- ページ抜粋:
++++++++++
水産資源の危機については、10年間勤めた【菊乃井】の頃から耳にしていました。当時からのつながりで、現在も取引を続ける淡路の鮮魚店、水口商店の水口さんからも日々、瀬戸内海の窮状についての声が届きます。そんななか、Chefs for the Blueへの参加は「学ばなければ」という強い思いに駆られてのことでした。
「2021年の京都チーム立ち上げ時、『まずは知ることから』と1年間勉強会に参加させてもらいました。漁場や漁法、漁業者のこと。市場の仕組みや法律について。課題に向き合う多くの方々のこと。知らなかったことばかりで改めて驚きましたが、何より海の現状を詳しく知ってショックでした。魚介類がなければ日本料理は成り立たないのに、それが激減を続けているんですから」
資源の管理を進め、海を豊かに戻さなければ日本料理の未来は確実に危ぶまれます。特に日本料理は折々の食材の力を借り、「この時季はこれ」という「型」を皿の上に表現することを重視するなか、魚の激減に加えて温暖化により旬がずれ、型の維持すら難しくなっているのが現状です。
++++++++++
- 提供データ:
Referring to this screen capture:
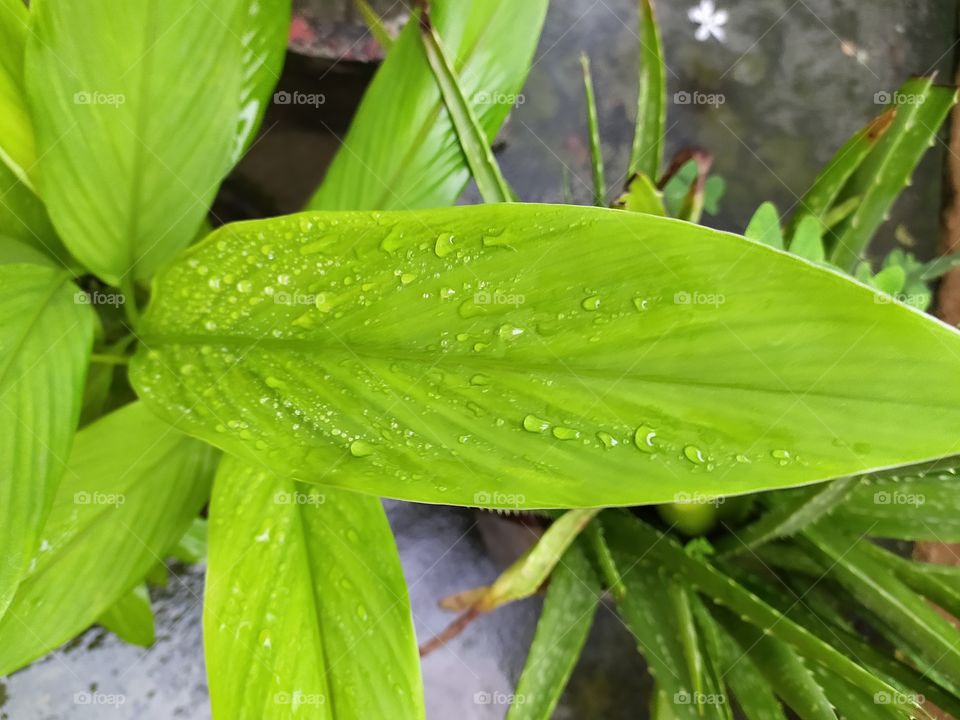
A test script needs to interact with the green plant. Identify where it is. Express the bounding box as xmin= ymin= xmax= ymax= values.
xmin=0 ymin=0 xmax=960 ymax=718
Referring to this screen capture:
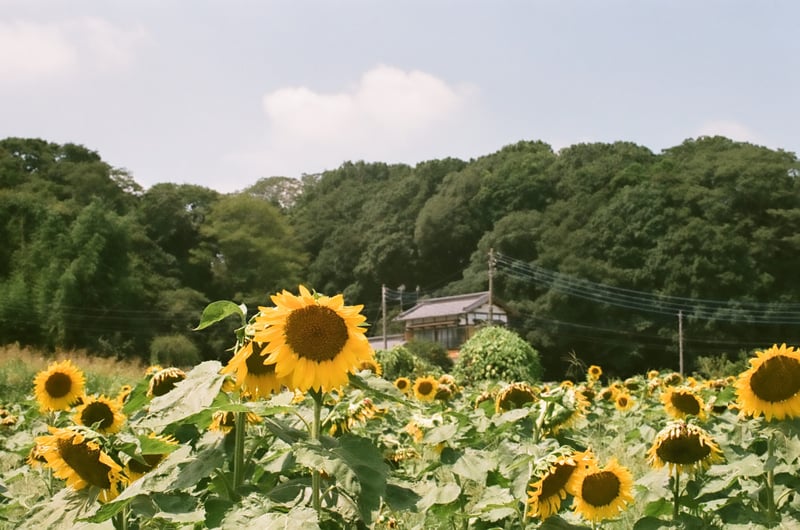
++++++++++
- 作業の指示 1:
水産資源と日本料理についての抜粋を読み、次の問いに答えてください。
(a) 語り手が10年間勤めた店はどこですか。
(b) 京都チームが立ち上げられたのは何年ですか。
(c) 温暖化によってずれているとされているものは何ですか。
- 作業の指示 2: 水産資源と日本料理についての抜粋を、最後の文の後から書き進めてください。

- 作業の解答 1:
(a) 菊乃井
(b) 2021年
(c) 旬

- 作業の解答 2:
「そもそも最近は、暦上の歳時記と生活のなかで実感する季節とが乖離しています。無理して型を追えば無理な漁をすることにつながり、結果的に自然に過大な負荷を強いるなら、型を考え直す必要があるかもしれません」
酒井さんは先日開催されたイベントで、沖縄産パパイヤを使ったお椀を提供し話題を呼びました。温暖化の大波と向き合う日本の「今」を映した、直球の味わいのお椀。基本をきっちり学んだうえで「現代の日本を映し出す料理」をコンセプトとする、いかにも【日本料理 研野】らしい一品です。今後は水産物も含め、「過去と現在と未来」を常に考えながら日本料理を作っていきたいと話します。
「すべての魚種には必ずチャーミングポイントがあるので、それをいかに見つけられるか、ですよね。資源減少のなかこれまでの魚種にこだわらず、日本料理には馴染みのない魚種や、未利用や低活用といった魚種など他のシェフたちと一緒に試作して、新しい可能性を見つけたいです。向き合わないとやっぱり自分ごとにならないので。生は難しいけど中華の技術で火を入れたら美味しいぞ、とか、多くのジャンルの方々と一緒にできたら楽しいし、料理界全体にとって役立つんじゃないでしょうか」
酒井さんのお祖父様は昔、毎食後のお櫃に水を注ぎ、中に残った米粒もすべてきれいに飲み干していました。それについてお父様は「昔は貧乏臭くて嫌だなあと思って見ていたけど、今はそれがとても大切なことに思えて、自分も同じことをしているんだよ」と話されるのだそう。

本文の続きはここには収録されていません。